### Tarea 1
Reproduce literalmente el pasaje del texto sobre el nacional-populismo que empieza en "En segundo lugar, y" y termina en "sostiene y defiende.".

### Fragmento del documento
################

Pues bien, acuerdo con la conclusión (esas corrientes no ofrecen una salida progresista para las masas) pero discrepo con las razones que se esgrimen. En primer lugar, porque las diferencias entre el populismo de izquierda y los defensores del programa de ajuste, estén o no en el gobierno, son reales. El programa del nacionalismo reformista e izquierdista no es el programa del capital (considerado este en sus expresiones fundamentales). Si no se reconoce esto, la crítica se convierte en abstracta por falta de conexión con lo que ocurre y con lo que históricamente ocurrió –por caso, en los 1970 hubo enfrentamientos, incluso sangrientos, entre las alas de izquierda y derecha del peronismo. Aunque hoy las diferencias no son tan agudas, no dejan de estar presentes. Desconocerlas con la cantinela de “son todos iguales”, “son dos caras de la misma moneda”, etcétera, es un error y de los burdos.

En segundo lugar, y con respecto al cargo de “inconsecuencia” o “cobardía” de dirigentes y militantes del nacional-populismo, el mismo reduce el problema a una cuestión de actitudes personales (y al pasar, los “valientes” seríamos los marxistas, faltaba más). Es un análisis superficial. Es que la esencia del asunto está en los límites sociales y políticos del reformismo pequeñoburgués (“pequeñoburgués” porque de manera característica reivindica al pequeño propietario, al pequeño productor). El punto principal: procura reformas, pero tropieza con límites infranqueables dentro del modo de producción capitalista; modo de producción que, por otra parte, sostiene y defiende.

################

Entradas de anotación de coordenadas:
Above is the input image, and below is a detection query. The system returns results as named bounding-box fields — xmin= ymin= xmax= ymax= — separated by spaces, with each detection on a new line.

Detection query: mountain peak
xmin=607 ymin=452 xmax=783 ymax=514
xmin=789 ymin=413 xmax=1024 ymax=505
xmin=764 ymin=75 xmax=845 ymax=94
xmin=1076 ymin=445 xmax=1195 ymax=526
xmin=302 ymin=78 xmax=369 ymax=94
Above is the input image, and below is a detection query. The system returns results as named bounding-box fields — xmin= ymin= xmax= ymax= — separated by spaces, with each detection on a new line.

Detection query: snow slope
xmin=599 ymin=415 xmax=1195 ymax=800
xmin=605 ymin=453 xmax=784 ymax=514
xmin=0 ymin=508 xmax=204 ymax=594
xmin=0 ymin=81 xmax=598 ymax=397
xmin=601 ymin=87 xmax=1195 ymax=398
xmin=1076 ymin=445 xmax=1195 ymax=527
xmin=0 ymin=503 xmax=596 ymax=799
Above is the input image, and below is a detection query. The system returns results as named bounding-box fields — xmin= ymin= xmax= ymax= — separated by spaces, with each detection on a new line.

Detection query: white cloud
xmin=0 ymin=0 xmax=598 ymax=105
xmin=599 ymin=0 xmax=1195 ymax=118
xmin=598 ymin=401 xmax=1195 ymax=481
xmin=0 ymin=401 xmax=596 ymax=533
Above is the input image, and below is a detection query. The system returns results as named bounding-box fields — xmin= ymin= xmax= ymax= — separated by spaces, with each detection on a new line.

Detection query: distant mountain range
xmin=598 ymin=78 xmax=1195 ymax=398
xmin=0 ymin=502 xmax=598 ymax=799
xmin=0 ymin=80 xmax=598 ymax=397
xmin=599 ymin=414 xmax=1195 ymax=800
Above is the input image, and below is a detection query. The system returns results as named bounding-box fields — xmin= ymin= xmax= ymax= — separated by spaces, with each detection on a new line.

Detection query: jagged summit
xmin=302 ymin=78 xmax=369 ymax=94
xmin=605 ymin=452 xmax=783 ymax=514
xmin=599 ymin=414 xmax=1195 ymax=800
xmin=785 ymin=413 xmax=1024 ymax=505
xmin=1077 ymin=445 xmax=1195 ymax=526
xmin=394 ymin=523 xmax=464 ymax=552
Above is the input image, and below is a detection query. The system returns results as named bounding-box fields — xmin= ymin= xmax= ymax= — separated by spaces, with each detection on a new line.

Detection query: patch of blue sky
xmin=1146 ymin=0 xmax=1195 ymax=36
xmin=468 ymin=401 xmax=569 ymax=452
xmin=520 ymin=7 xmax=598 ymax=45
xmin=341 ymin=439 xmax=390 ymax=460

################

### Tarea 2
Edita el tramo del listado que va desde su comienzo hasta la línea que contiene "xmin=1076 ymin=445 xmax=1195 ymax=526", ambas incluidas, sustituyendo "separated by spaces" por "separated by single spaces". Entrega solo esas líneas, con todo lo demás intacto.

### Respuesta esperada 1
En segundo lugar, y con respecto al cargo de “inconsecuencia” o “cobardía” de dirigentes y militantes del nacional-populismo, el mismo reduce el problema a una cuestión de actitudes personales (y al pasar, los “valientes” seríamos los marxistas, faltaba más). Es un análisis superficial. Es que la esencia del asunto está en los límites sociales y políticos del reformismo pequeñoburgués (“pequeñoburgués” porque de manera característica reivindica al pequeño propietario, al pequeño productor). El punto principal: procura reformas, pero tropieza con límites infranqueables dentro del modo de producción capitalista; modo de producción que, por otra parte, sostiene y defiende.

### Respuesta esperada 2
Above is the input image, and below is a detection query. The system returns results as named bounding-box fields — xmin= ymin= xmax= ymax= — separated by single spaces, with each detection on a new line.

Detection query: mountain peak
xmin=607 ymin=452 xmax=783 ymax=514
xmin=789 ymin=413 xmax=1024 ymax=505
xmin=764 ymin=75 xmax=845 ymax=94
xmin=1076 ymin=445 xmax=1195 ymax=526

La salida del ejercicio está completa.